▶ ENUNCIADO DO EXERCÍCIO
Converta todas as linhas abaixo em uma tabela Markdown com duas colunas: "Nº", com o número de ordem, e "Texto", com a linha correspondente. Omita as linhas em branco e deixe as imagens de fora da tabela.

▶ LINHAS FORNECIDAS
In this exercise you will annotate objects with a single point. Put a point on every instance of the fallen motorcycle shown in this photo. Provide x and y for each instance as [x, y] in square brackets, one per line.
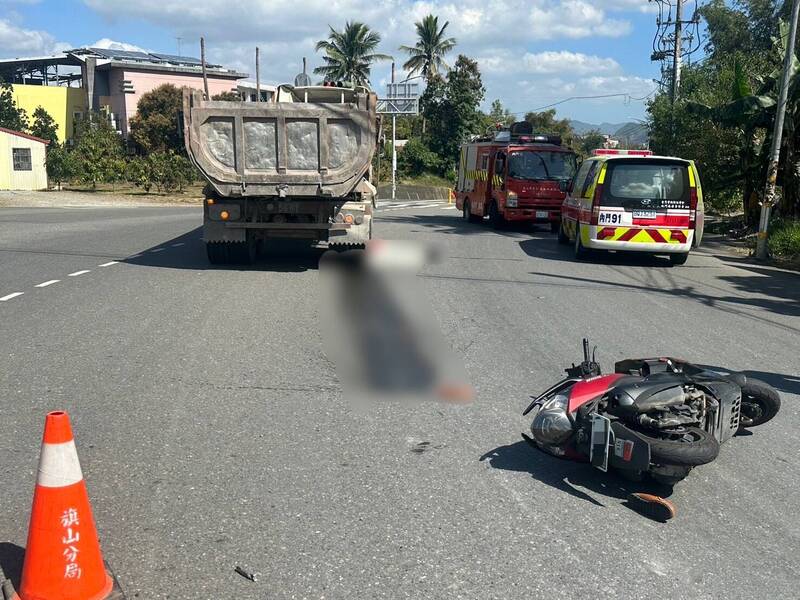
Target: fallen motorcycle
[656, 416]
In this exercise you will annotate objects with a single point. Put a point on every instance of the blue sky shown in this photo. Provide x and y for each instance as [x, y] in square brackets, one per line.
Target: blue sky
[531, 52]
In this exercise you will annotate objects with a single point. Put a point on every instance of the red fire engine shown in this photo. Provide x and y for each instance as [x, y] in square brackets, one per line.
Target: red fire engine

▶ SOLUÇÃO
| Nº | Texto |
|---|---|
| 1 | In this exercise you will annotate objects with a single point. Put a point on every instance of the fallen motorcycle shown in this photo. Provide x and y for each instance as [x, y] in square brackets, one per line. |
| 2 | Target: fallen motorcycle |
| 3 | [656, 416] |
| 4 | In this exercise you will annotate objects with a single point. Put a point on every instance of the blue sky shown in this photo. Provide x and y for each instance as [x, y] in square brackets, one per line. |
| 5 | Target: blue sky |
| 6 | [531, 52] |
| 7 | In this exercise you will annotate objects with a single point. Put a point on every instance of the red fire engine shown in this photo. Provide x and y for each instance as [x, y] in square brackets, one per line. |
| 8 | Target: red fire engine |